*** Opening Data supplied ***
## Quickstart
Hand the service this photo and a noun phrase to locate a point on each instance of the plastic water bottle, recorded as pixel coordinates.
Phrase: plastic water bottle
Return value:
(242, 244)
*** Closing Data supplied ***
Task requirements: Lines with the word "bottle" in them are the answer; report each one from the data.

Your solution:
Hand the service this photo and a noun phrase to locate a point on each instance of the plastic water bottle, recorded as pixel coordinates.
Phrase: plastic water bottle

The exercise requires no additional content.